## EXERCISE A
Answer the following questions about the cgroup patch message:
(i) To whom is the message addressed in its "To:" line?
(ii) With which function can cgroup_has_css_refs() race?
(iii) In which function does the patch say css refs no longer need to be checked?
## EXERCISE B
Continue the cgroup patch message from the line at which it currently stops.

[PATCH 1/2] cgroup: no need to check css refs for release notification

public inbox for linux-kernel@vger.kernel.org
 help / color / mirror / Atom feed

* [PATCH 1/2] cgroup: no need to check css refs for release notification
@ 2013-03-01  7:06 Li Zefan
  2013-03-01  7:06 ` [PATCH 2/2] cgroup: avoid accessing modular cgroup subsys structure without locking Li Zefan
  2013-03-04 18:05 ` [PATCH 1/2] cgroup: no need to check css refs for release notification Tejun Heo
  0 siblings, 2 replies; 4+ messages in thread
From: Li Zefan @ 2013-03-01  7:06 UTC (permalink / raw)
  To: Tejun Heo; +Cc: LKML, cgroups

We no longer fail rmdir() when there're still css refs, so we don't
need to check css refs in check_for_release().

This also voids a bug. cgroup_has_css_refs() accesses subsys[i]
without cgroup_mutex, so it can race with cgroup_unload_subsys().

cgroup_has_css_refs()
...
  if (ss == NULL || ss->root != cgrp->root)

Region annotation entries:

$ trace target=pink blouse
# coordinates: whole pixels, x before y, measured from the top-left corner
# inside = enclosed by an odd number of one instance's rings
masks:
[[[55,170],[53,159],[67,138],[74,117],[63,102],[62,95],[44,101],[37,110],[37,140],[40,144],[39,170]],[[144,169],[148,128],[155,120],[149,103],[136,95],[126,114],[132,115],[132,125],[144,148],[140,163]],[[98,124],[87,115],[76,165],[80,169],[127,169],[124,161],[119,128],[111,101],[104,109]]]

...

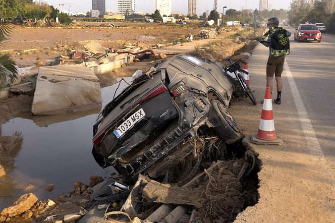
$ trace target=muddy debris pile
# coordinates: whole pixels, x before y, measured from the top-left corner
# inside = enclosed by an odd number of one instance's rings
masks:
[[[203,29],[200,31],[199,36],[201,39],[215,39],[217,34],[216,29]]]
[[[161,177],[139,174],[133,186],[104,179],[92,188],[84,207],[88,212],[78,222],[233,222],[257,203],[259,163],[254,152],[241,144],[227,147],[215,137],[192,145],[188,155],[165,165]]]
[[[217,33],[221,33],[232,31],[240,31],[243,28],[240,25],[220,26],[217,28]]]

## EXERCISE ANSWER A
(i) Tejun Heo
(ii) cgroup_unload_subsys()
(iii) check_for_release()

## EXERCISE ANSWER B
if ss pointers to net_cls_subsys, and cls_cgroup module is unloaded
right after the former check but before the latter, the memory that
net_cls_subsys resides has become invalid.

Signed-off-by: Li Zefan <lizefan@huawei.com>
---
 kernel/cgroup.c | 67 +++++++--------------------------------------------------
 1 file changed, 8 insertions(+), 59 deletions(-)

diff --git a/kernel/cgroup.c b/kernel/cgroup.c
index 43ff59e..f4554cc 100644
--- a/kernel/cgroup.c
+++ b/kernel/cgroup.c
@@ -4343,47 +4343,6 @@ static int cgroup_mkdir(struct inode *dir, struct dentry *dentry, umode_t mode)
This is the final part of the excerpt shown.